SOURCE DATA: Begin

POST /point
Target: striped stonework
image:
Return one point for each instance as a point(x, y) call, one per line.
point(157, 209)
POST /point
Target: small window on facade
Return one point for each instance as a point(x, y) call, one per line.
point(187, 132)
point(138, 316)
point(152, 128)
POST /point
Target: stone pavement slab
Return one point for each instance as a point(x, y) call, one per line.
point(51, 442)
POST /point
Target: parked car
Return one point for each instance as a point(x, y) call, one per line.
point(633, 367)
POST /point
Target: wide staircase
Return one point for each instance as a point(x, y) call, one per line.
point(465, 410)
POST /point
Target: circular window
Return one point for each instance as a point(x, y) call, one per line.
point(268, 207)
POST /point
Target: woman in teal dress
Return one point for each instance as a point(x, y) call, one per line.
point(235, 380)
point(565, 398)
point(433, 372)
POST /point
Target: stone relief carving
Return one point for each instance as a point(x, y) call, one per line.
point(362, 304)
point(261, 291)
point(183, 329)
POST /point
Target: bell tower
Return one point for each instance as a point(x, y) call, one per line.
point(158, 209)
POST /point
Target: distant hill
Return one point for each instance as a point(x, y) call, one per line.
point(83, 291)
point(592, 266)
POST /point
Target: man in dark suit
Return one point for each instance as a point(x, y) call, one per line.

SOURCE DATA: End

### TASK REQUIREMENTS
Among the lines of the records above, count those holding the string "Target", and report only the number.

### SOLUTION TO THIS EXERCISE
11